— begin —
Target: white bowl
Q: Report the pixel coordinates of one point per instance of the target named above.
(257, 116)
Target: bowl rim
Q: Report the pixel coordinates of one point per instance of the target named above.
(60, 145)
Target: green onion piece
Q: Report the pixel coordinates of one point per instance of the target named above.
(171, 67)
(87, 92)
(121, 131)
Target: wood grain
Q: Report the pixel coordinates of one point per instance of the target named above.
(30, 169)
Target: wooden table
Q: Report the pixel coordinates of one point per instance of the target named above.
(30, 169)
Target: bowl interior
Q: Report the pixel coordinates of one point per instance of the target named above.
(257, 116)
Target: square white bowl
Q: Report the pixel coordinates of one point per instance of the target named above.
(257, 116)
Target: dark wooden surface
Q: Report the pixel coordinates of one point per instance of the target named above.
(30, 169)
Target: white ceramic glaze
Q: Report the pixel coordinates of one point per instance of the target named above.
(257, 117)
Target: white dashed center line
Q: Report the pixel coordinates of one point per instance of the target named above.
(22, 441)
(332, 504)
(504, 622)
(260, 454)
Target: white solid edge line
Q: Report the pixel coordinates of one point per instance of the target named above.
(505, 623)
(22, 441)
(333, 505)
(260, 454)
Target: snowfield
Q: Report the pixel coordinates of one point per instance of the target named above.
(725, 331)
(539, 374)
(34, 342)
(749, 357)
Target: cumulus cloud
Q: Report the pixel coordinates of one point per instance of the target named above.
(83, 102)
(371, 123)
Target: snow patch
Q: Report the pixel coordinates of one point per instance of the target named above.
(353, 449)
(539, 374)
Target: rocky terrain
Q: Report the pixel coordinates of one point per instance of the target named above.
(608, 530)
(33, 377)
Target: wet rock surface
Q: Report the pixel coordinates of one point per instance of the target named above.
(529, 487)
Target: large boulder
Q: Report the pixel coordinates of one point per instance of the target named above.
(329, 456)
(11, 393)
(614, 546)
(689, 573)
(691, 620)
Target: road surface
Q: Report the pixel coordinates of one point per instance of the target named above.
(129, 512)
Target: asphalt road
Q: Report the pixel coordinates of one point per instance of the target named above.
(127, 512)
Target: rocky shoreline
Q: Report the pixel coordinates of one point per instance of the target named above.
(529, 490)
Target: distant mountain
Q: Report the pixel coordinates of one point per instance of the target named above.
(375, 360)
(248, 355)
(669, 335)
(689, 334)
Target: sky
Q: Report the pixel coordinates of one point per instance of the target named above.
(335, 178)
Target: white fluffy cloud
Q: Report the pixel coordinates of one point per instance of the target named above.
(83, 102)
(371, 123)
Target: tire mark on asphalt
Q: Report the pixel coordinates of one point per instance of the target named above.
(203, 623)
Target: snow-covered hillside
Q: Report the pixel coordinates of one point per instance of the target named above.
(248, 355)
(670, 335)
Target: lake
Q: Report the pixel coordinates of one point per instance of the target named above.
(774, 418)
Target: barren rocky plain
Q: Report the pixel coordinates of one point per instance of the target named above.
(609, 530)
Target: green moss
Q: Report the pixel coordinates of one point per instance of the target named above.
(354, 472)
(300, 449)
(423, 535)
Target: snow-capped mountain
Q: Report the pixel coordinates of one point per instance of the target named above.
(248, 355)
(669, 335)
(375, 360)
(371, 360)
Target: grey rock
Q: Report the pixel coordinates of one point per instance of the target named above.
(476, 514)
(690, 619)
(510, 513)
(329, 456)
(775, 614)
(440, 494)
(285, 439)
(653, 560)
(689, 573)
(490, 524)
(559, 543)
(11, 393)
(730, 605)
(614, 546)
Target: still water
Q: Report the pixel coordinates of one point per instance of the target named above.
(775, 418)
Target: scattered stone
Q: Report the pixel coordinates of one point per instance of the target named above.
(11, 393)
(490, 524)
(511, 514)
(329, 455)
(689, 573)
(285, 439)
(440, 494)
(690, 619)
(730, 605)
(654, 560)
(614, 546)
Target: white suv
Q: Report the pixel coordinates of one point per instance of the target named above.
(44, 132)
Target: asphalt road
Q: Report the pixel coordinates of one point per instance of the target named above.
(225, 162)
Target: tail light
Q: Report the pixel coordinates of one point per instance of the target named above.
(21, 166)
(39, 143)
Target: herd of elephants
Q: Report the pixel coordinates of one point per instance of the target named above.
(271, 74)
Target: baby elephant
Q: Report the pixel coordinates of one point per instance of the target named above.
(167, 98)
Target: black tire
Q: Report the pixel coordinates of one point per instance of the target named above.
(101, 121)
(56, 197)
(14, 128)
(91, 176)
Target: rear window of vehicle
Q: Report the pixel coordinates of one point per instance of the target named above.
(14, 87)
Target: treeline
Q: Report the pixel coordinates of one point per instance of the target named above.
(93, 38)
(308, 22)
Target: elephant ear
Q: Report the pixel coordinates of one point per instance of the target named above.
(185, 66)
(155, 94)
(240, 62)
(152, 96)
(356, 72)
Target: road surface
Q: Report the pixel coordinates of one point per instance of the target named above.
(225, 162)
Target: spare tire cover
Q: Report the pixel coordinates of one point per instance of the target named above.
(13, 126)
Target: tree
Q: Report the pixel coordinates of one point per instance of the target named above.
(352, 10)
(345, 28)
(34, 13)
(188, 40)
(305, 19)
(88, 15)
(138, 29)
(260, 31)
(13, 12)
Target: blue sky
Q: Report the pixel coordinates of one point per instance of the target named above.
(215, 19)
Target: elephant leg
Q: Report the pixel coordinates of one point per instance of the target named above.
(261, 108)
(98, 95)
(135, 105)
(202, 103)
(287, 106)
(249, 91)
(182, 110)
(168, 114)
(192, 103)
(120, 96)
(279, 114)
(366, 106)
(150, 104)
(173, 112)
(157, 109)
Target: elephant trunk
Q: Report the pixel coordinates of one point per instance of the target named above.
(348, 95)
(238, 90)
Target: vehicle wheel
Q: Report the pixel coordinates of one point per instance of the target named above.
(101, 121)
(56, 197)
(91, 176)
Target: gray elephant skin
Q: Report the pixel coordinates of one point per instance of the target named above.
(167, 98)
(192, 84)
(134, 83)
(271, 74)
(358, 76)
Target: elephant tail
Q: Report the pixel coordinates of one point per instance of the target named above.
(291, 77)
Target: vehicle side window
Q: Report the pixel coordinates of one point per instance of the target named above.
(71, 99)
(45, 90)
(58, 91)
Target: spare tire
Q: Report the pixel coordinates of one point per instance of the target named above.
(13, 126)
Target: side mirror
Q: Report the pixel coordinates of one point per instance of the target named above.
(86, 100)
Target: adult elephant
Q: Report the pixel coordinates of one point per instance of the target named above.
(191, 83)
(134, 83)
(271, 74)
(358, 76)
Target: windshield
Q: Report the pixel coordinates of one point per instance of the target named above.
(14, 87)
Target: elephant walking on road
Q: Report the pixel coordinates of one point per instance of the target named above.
— end —
#### Problem:
Return the lines above exactly, keeping every word.

#### Complete answer:
Target: white bowl
Q: Report the pixel coordinates of one point per instance of the target named above.
(257, 116)
Target: bowl rim
Q: Report the pixel coordinates of one point per instance of the target named above.
(60, 145)
Target: green onion piece
Q: Report the pixel coordinates of one point per instance of the target named above.
(171, 67)
(87, 92)
(121, 131)
Target: wood grain
Q: Report the pixel coordinates of one point per instance of the target named above.
(30, 169)
Target: wooden table
Q: Report the pixel coordinates of one point per instance of the target named above.
(30, 169)
Target: bowl interior
Q: Report the pixel coordinates of one point per instance of the target named above.
(257, 116)
Target: square white bowl
Q: Report the pixel coordinates of one point per instance of the target named above.
(257, 116)
Target: dark wooden surface
Q: Report the pixel coordinates of one point per instance of the target named above.
(30, 169)
Target: white ceramic glaze
Q: Report the pixel coordinates of one point per instance of the target named above.
(257, 117)
Target: white dashed center line
Q: Report the pixel coordinates of one point per instance of the target named above.
(22, 441)
(332, 504)
(504, 622)
(260, 454)
Target: white solid edge line
Q: Report the pixel coordinates of one point per instance of the target named above.
(505, 623)
(22, 441)
(333, 505)
(260, 454)
Target: snowfield
Q: Report the pixel coordinates of one point per instance of the target named above.
(725, 331)
(539, 374)
(34, 342)
(749, 357)
Target: cumulus cloud
Q: Report the pixel coordinates of one point per instance of the target named above.
(83, 102)
(371, 123)
Target: snow patch
Q: Report the pixel coordinates of one point per instance of the target named above.
(353, 449)
(539, 374)
Target: rocky terrain
Q: Report the pixel coordinates of one point per instance of the target named above.
(608, 530)
(33, 377)
Target: wet rock surface
Q: Report the pixel coordinates of one point per instance of the target named above.
(529, 487)
Target: large boulder
Q: Report the pixel coordinates of one point per instance of the target named above.
(329, 456)
(11, 393)
(614, 546)
(689, 573)
(691, 620)
Target: road surface
Q: Report the pixel coordinates of one point per instance of the target named above.
(129, 512)
Target: asphalt road
Q: Report the pixel coordinates of one point per instance of the target named above.
(127, 512)
Target: rocky shoreline
Q: Report the pixel coordinates of one point per instance of the target named above.
(529, 490)
Target: distant mountain
Q: Report the pixel coordinates of one point per instance of the target named above.
(375, 360)
(248, 355)
(669, 335)
(689, 334)
Target: sky
Q: Report the pixel coordinates of one point per instance of the target named above.
(335, 178)
Target: white fluffy cloud
Q: Report the pixel coordinates of one point per instance of the target named above.
(83, 102)
(371, 123)
Target: tire mark on asphalt
Q: Report the pixel coordinates of one point per instance of the target named above.
(203, 623)
Target: snow-covered hillside
Q: Report the pixel coordinates of one point per instance of the target named above.
(248, 355)
(670, 335)
Target: lake
Q: Report the pixel coordinates of one point per instance of the target named above.
(774, 418)
Target: barren rocky plain
Q: Report the pixel coordinates of one point per instance of the target named above.
(609, 530)
Target: green moss
Q: Report the pixel coordinates of one point per instance of the target named above.
(354, 472)
(300, 449)
(423, 535)
Target: snow-capped mountain
Q: Report the pixel coordinates of one point per instance of the target named above.
(248, 355)
(669, 335)
(375, 360)
(371, 360)
Target: grey rock
Q: Report the pixel coordinates of one point per instance of the target named above.
(476, 514)
(690, 619)
(510, 513)
(329, 456)
(775, 614)
(440, 494)
(285, 439)
(653, 560)
(689, 573)
(490, 524)
(559, 543)
(11, 393)
(730, 605)
(614, 546)
Target: still water
Q: Report the pixel coordinates of one point per instance of the target named above.
(775, 418)
Target: scattered stone
Q: Report the pixel coordinates of one point per instance of the target named above.
(11, 393)
(490, 524)
(511, 514)
(329, 455)
(689, 573)
(285, 439)
(440, 494)
(690, 619)
(730, 605)
(654, 560)
(614, 546)
Target: white suv
Q: Report the pixel coordinates of one point per instance of the target named above.
(44, 132)
Target: asphalt road
Q: Report the pixel coordinates of one point per instance of the target named above.
(225, 162)
Target: tail light
Q: Report the pixel coordinates of one point per instance of the target named above.
(21, 166)
(39, 143)
Target: herd of elephants
Q: Report the pixel coordinates of one point per instance of the target named above.
(271, 74)
Target: baby elephant
Q: Report the pixel coordinates of one point per instance of the target named above.
(167, 98)
Target: black tire
Q: Report the pixel coordinates of one point per instance of the target named above.
(101, 121)
(56, 197)
(14, 128)
(91, 176)
Target: rear window of vehicle
Q: Report the pixel coordinates of one point per instance of the target named above.
(14, 87)
Target: treeline
Q: Report the pixel coordinates of one point per instance of the target named above.
(93, 38)
(308, 22)
Target: elephant ear
Q: Report the pixel coordinates of one point per instance of the target named above.
(185, 66)
(155, 94)
(240, 62)
(152, 96)
(356, 72)
Target: road surface
Q: Report the pixel coordinates of one point per instance of the target named above.
(225, 162)
Target: spare tire cover
Q: Report the pixel coordinates of one point per instance of the target named above.
(13, 126)
Target: tree
Q: Report the pixel coordinates of one point per instance of the target named above.
(352, 10)
(345, 28)
(34, 13)
(188, 40)
(305, 19)
(88, 15)
(138, 29)
(260, 31)
(13, 12)
Target: blue sky
Q: Report the pixel coordinates of one point per instance of the target named above.
(215, 19)
Target: elephant leg
Q: Report the pixel coordinates of one point per instance of the target named above.
(261, 108)
(98, 95)
(135, 105)
(202, 103)
(287, 106)
(249, 91)
(182, 110)
(168, 114)
(192, 103)
(120, 96)
(279, 114)
(366, 106)
(150, 104)
(173, 112)
(157, 109)
Target: elephant trunk
Q: Report the pixel coordinates of one point per instance of the target named above.
(348, 95)
(238, 90)
Target: vehicle wheel
Q: Report the pixel coordinates of one point per instance of the target named above.
(101, 121)
(56, 197)
(91, 176)
Target: gray elephant skin
Q: Report the pixel coordinates of one point per instance of the target named above.
(167, 98)
(192, 84)
(134, 83)
(271, 74)
(358, 76)
Target: elephant tail
Q: Report the pixel coordinates of one point per instance of the target named above.
(291, 77)
Target: vehicle side window
Q: Report the pixel coordinates of one point per instance of the target named above.
(71, 99)
(45, 90)
(58, 91)
Target: spare tire
Q: Report the pixel coordinates of one point per instance of the target named above.
(13, 126)
Target: side mirror
Q: Report the pixel coordinates of one point per instance of the target named above.
(86, 100)
Target: adult elephant
Q: Report the pixel coordinates of one point per instance of the target named above.
(191, 83)
(134, 83)
(271, 74)
(358, 76)
Target: windshield
Q: Report the pixel coordinates of one point per instance of the target named above.
(14, 87)
Target: elephant walking on road
Q: Report the pixel coordinates of one point per instance of the target named above.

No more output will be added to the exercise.